= Complete the following =
1 - What does the sitescooper description give as the latest released version?
2 - Output the portion of the sitescooper description between "The output formats" and "format with formatting.", inclusive.
3 - Extend the sitescooper description beyond its final sentence.

= Passage shown =
......

Even if you don't have a Palm handheld, it's still handy for simple website-to-text conversion, and offline HTML reading. For example, here's some screenshots of an iPaq displaying sitescooper output.
The output formats supported by sitescooper are as follows:
plain text
HTML
Plucker, a free, HTML-based format for Palm handhelds
iSilo, a HTML-based format for the Palm Computing organizers from DC and Co. Free and shareware versions of the viewer are available.
DOC format, as used by AportisDoc, TealDoc, CSpotRun, etc. Again, free and shareware viewers are available.
RichReader, an RTF-based format with formatting.
Any other format that converts from text or HTML, using the
-pipe
functionality.
Included in the bundle are site files for Slashdot, NTKnow, BluesNews, Linux Weekly News, Wired News BBC News, TBTF, Hacker News Network, Robot Wisdom weblog, Memepool, Jakob Neilsen's Alertbox, Ars Technica, I, Cringely, Kernel Traffic, Linux Today, comp.risks, and over 300 more.
The latest released version is 3.1.2.
HTTP and local files, using the file:/// protocol, are both supported, and it works fine on most UNIX platforms, Windows 95, 98 and NT, and Macs.
The web-retrieval logic can handle a wide variety of formats (1-page sites, 1-page sites with diffing, 2-level sites, and 3-level sites). It trims out sidebar tables and search forms automatically, and can deliver the output as one big page with all the articles and a table of contents, multiple pages and a TOC, or just all the pages in one long list. Effectively, sitescooper acts as a transcoder for handheld PCs.

......

= Extracted material =
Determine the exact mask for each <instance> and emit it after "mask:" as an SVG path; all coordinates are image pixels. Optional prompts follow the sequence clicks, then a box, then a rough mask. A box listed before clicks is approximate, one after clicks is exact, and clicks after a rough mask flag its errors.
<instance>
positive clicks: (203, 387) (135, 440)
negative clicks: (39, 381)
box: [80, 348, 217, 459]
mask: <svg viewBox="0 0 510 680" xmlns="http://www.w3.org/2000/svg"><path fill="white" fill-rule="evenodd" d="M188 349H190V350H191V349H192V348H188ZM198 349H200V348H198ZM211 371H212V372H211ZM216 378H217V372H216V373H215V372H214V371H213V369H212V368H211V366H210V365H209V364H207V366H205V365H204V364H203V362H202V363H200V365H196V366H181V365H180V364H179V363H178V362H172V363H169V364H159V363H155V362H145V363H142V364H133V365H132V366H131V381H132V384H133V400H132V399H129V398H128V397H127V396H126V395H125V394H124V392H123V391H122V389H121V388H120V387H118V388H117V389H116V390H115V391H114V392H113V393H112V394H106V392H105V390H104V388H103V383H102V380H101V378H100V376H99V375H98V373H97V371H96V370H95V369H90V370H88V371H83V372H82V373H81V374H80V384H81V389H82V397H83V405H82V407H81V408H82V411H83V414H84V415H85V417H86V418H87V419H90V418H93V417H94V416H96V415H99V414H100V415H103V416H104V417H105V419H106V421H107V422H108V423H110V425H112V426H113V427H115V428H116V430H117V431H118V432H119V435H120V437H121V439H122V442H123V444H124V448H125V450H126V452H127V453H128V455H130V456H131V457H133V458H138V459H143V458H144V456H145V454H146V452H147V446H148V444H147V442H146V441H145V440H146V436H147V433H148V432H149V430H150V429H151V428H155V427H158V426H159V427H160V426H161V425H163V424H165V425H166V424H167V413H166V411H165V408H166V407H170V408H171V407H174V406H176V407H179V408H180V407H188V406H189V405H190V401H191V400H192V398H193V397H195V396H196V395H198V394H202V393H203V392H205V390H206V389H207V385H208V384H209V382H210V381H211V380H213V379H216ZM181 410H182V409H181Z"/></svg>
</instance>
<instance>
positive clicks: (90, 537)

......

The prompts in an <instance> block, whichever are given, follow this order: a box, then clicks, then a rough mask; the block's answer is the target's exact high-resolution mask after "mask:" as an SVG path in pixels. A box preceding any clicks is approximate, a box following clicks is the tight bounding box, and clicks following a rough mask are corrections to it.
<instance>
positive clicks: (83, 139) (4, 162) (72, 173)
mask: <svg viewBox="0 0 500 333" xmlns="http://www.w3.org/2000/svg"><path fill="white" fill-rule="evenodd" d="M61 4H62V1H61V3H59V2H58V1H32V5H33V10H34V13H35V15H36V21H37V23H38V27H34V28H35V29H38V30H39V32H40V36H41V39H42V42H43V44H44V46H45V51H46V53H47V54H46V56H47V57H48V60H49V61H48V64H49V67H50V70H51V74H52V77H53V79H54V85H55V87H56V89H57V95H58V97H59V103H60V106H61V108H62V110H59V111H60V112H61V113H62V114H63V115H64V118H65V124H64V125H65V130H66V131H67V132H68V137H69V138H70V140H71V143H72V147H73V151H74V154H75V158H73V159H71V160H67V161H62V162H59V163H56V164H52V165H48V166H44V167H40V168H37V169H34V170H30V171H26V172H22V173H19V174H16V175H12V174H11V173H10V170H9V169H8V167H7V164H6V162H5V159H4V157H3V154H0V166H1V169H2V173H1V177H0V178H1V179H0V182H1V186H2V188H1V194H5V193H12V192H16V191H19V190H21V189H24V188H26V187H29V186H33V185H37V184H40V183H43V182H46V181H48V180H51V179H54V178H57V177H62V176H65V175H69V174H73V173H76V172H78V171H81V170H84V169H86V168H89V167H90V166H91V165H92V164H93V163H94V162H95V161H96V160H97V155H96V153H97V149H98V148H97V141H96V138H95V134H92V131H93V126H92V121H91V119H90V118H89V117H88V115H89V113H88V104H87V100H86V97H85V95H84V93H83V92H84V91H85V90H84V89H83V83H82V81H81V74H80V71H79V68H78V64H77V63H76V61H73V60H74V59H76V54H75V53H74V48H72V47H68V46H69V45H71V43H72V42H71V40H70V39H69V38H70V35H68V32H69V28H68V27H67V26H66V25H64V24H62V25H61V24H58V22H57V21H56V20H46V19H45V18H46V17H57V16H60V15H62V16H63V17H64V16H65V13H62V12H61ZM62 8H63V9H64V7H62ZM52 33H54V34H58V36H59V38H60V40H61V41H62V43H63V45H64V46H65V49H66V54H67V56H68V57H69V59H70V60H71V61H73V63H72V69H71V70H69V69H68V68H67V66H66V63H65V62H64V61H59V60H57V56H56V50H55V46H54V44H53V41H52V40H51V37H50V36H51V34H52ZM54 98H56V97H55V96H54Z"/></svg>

......

= Numbered answers =
1 - 3.1.2

2 -
The output formats supported by sitescooper are as follows:
plain text
HTML
Plucker, a free, HTML-based format for Palm handhelds
iSilo, a HTML-based format for the Palm Computing organizers from DC and Co. Free and shareware versions of the viewer are available.
DOC format, as used by AportisDoc, TealDoc, CSpotRun, etc. Again, free and shareware viewers are available.
RichReader, an RTF-based format with formatting.

3 -
It's easily extensible to add your own sites, and can use My-Netscape-style RSS files to find the articles on a given site.
In short, it's neat.
To check out the kind of output it produces, here's a quick demo:
SlashDot, using the default "all in one big page" output style.
SlashDot, in the "one page per story" style.
(Note: if you tried to access this site as http://sitescooper.tsx.org/ and got a "URL not found" error, my apologies; it's because I've deleted that forwarding URL. When I started work on sitescooper, tsx.org was a reputable forwarding service; when I checked http://sitescooper.tsx.org/ today, it provided me with 2 uncloseable ad windows, advertising a variety of porn sites, and another 3 ad windows on top of that. This is not the kind of thing I want sitescooper to be associated with, so I'd prefer to delete the forwarding URL than provide my implied support.)